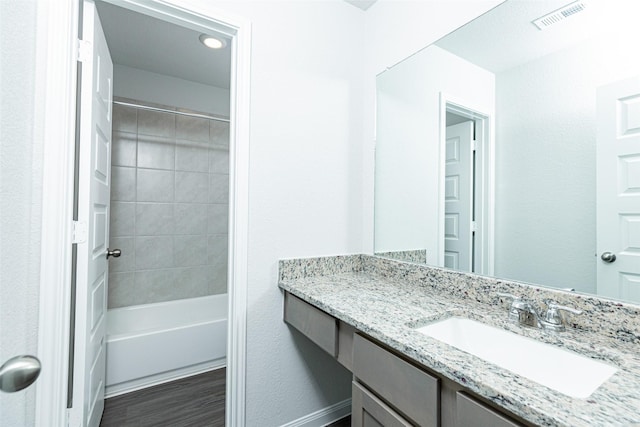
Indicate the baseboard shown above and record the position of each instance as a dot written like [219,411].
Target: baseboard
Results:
[323,416]
[163,377]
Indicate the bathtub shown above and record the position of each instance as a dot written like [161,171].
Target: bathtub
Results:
[154,343]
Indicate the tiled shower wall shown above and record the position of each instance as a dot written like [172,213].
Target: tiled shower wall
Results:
[169,206]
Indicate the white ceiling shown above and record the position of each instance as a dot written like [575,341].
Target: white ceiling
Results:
[361,4]
[139,41]
[505,37]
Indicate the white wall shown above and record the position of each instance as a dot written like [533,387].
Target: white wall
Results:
[408,144]
[397,29]
[20,199]
[312,102]
[143,85]
[546,162]
[306,117]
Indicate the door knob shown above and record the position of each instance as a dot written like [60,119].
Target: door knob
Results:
[19,372]
[608,257]
[114,253]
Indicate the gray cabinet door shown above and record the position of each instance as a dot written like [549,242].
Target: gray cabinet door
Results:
[472,413]
[369,411]
[410,390]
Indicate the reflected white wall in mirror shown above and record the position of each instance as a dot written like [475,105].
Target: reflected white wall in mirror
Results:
[540,88]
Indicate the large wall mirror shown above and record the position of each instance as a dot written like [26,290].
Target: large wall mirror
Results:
[511,148]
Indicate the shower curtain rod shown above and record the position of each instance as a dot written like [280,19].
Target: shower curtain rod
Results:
[165,110]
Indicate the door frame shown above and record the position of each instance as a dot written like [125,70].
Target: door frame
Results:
[56,87]
[484,176]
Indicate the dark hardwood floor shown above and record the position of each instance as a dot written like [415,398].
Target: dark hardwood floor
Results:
[196,401]
[344,422]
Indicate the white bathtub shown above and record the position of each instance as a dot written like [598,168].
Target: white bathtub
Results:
[155,343]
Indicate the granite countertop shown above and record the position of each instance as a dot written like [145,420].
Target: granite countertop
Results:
[386,299]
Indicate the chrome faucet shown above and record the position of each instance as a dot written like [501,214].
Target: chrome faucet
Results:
[524,313]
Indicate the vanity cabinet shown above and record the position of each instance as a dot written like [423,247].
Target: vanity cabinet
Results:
[409,389]
[333,336]
[367,410]
[388,390]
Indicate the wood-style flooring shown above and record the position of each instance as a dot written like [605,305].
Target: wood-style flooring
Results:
[196,401]
[344,422]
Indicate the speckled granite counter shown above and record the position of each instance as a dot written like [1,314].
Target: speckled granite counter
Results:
[386,299]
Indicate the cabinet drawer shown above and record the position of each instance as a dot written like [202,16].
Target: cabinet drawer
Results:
[412,391]
[369,411]
[317,325]
[472,413]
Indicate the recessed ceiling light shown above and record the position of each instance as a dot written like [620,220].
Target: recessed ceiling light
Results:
[212,42]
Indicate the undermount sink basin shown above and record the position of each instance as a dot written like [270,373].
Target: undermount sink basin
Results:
[556,368]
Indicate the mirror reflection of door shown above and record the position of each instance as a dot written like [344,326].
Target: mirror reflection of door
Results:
[618,190]
[458,197]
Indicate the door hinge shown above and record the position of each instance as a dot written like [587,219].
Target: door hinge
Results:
[79,232]
[84,51]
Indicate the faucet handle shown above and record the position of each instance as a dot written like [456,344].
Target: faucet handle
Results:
[553,318]
[508,295]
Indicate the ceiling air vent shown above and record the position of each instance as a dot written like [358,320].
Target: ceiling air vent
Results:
[559,15]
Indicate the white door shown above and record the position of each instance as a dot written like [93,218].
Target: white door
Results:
[458,197]
[618,190]
[93,210]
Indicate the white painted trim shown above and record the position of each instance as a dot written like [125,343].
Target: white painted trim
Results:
[324,416]
[238,225]
[58,77]
[487,189]
[56,82]
[163,377]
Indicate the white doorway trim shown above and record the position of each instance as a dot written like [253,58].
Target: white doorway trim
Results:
[485,179]
[56,86]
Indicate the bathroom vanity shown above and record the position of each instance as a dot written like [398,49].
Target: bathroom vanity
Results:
[366,311]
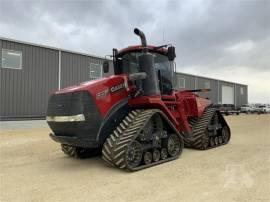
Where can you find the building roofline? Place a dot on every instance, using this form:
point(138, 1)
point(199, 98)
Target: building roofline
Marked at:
point(99, 57)
point(49, 47)
point(194, 75)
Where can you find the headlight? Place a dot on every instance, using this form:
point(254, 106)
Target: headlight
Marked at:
point(74, 118)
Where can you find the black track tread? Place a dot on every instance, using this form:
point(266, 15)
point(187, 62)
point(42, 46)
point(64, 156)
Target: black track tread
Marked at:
point(72, 151)
point(114, 148)
point(198, 130)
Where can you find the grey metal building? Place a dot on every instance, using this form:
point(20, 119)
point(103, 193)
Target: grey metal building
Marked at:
point(222, 92)
point(30, 72)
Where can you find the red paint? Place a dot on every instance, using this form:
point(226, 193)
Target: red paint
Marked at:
point(107, 92)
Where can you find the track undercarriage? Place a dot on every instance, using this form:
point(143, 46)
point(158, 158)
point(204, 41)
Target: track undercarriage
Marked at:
point(209, 131)
point(142, 140)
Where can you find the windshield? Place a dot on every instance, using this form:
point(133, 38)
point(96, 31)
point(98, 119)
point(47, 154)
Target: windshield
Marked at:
point(130, 62)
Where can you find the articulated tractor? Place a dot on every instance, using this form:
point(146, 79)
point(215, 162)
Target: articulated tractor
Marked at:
point(135, 118)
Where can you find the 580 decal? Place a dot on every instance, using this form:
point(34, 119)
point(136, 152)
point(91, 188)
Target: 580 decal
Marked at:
point(113, 89)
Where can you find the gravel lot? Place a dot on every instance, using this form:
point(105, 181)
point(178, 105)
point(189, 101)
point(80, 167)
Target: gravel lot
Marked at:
point(32, 168)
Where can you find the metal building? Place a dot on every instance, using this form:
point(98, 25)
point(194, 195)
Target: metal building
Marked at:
point(30, 72)
point(222, 92)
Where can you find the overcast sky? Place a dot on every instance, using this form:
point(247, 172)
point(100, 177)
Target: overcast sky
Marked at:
point(227, 39)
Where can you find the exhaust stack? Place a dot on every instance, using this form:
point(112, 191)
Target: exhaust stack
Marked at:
point(150, 85)
point(142, 36)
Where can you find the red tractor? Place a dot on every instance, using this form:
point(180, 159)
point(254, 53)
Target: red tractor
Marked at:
point(135, 117)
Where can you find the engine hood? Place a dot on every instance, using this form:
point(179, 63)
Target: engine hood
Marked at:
point(106, 92)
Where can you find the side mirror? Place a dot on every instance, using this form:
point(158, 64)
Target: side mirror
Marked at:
point(171, 53)
point(106, 66)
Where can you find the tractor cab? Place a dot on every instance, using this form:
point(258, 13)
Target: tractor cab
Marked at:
point(155, 62)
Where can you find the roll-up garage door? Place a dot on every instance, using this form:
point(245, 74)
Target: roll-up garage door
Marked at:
point(227, 94)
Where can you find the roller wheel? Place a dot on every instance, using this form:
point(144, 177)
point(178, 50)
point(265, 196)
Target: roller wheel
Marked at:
point(225, 134)
point(147, 158)
point(163, 153)
point(134, 154)
point(156, 155)
point(205, 140)
point(174, 145)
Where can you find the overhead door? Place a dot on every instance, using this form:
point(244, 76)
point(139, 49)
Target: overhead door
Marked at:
point(227, 94)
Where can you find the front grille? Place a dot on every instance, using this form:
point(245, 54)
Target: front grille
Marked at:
point(69, 104)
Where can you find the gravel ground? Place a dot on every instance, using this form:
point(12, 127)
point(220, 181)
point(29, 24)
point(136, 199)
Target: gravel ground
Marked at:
point(32, 168)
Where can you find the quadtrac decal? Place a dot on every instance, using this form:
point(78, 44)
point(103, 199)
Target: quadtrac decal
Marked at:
point(113, 89)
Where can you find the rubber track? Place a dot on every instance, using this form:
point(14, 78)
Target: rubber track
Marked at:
point(198, 130)
point(114, 148)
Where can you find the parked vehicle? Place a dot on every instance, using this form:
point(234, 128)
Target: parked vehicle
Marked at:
point(266, 109)
point(248, 108)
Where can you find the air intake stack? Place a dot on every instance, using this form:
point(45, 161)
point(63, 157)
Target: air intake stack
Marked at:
point(150, 85)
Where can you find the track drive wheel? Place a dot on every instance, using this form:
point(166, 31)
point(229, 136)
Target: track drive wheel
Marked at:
point(147, 158)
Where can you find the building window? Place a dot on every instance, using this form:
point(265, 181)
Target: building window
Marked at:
point(11, 59)
point(95, 71)
point(181, 82)
point(242, 91)
point(207, 84)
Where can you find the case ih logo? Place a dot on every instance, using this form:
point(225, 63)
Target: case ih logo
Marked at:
point(113, 89)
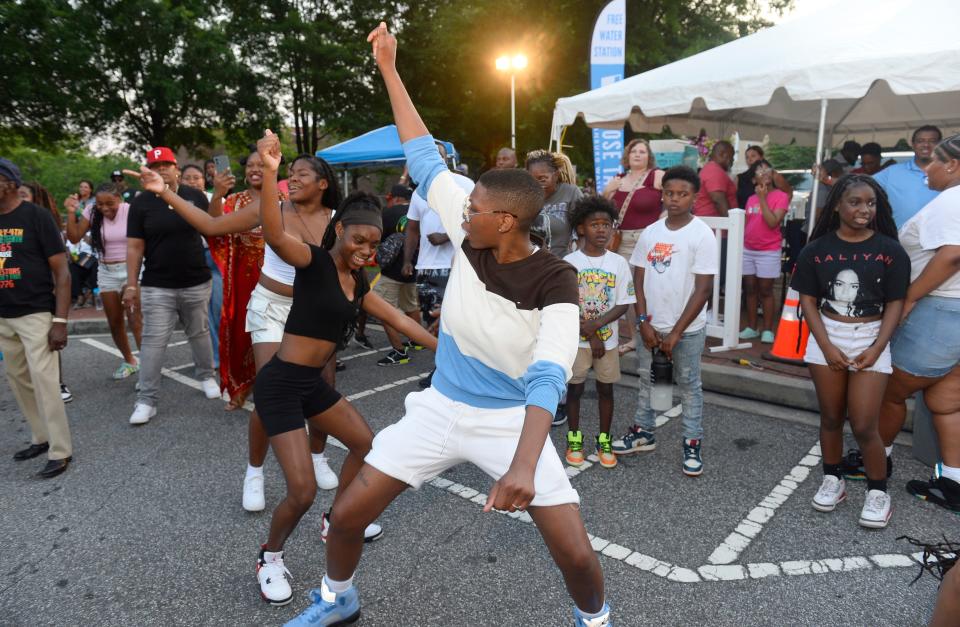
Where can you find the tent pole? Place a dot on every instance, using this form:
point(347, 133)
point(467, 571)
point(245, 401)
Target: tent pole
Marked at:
point(816, 184)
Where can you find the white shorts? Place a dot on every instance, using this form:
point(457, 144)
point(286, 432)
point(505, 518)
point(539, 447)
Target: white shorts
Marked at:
point(437, 433)
point(111, 277)
point(852, 338)
point(765, 264)
point(266, 315)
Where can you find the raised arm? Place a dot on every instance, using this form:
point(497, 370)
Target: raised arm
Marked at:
point(423, 160)
point(287, 247)
point(236, 222)
point(77, 226)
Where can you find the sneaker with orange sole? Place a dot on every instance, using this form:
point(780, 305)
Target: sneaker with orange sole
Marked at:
point(575, 448)
point(605, 451)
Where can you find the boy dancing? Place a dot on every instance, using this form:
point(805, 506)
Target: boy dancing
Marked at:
point(508, 337)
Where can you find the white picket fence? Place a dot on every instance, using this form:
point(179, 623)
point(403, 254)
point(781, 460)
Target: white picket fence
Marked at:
point(725, 325)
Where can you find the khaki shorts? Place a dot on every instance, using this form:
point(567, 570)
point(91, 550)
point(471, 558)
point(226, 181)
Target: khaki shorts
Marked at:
point(607, 368)
point(403, 296)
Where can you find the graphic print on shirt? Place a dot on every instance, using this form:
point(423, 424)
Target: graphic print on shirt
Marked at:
point(597, 297)
point(9, 276)
point(660, 256)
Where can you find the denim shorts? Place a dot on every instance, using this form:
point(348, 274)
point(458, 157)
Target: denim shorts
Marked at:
point(927, 344)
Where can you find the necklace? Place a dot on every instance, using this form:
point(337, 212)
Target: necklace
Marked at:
point(313, 239)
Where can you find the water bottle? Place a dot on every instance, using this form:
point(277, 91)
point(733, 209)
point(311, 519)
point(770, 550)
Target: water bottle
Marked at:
point(661, 378)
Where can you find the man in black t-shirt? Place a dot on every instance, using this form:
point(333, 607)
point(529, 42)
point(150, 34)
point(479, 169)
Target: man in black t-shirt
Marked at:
point(395, 288)
point(175, 285)
point(34, 302)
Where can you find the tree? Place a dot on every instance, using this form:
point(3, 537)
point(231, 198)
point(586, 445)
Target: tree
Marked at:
point(447, 60)
point(318, 50)
point(44, 71)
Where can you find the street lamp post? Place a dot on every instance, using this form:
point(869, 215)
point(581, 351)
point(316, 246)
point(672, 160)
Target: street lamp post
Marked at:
point(512, 64)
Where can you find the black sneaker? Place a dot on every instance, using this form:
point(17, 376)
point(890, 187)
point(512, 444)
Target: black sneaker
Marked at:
point(560, 417)
point(394, 358)
point(852, 466)
point(362, 341)
point(939, 491)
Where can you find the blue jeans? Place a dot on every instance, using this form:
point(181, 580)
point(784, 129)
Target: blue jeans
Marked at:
point(216, 304)
point(686, 375)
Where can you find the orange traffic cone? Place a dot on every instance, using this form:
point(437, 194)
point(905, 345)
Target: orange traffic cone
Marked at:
point(792, 333)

□ □ □ □ □

Copy out the lines from the line containing "Where can you find the black sneaker?" to the end of the listing above, without alteration.

Where can you find the black sneaker? Place a dot on every instance, using this form:
point(17, 376)
point(890, 187)
point(512, 444)
Target: black sneaker
Marked at:
point(560, 417)
point(394, 358)
point(852, 466)
point(362, 341)
point(939, 491)
Where can you find the blue jeans? Place a dot on every instance, using this form:
point(181, 580)
point(784, 129)
Target: blue jeans
Marked at:
point(216, 304)
point(686, 375)
Where can you find the orange traffic cone? Place a dot on every instance, using this form:
point(437, 194)
point(905, 345)
Target: orange traffic cone
Marked at:
point(792, 333)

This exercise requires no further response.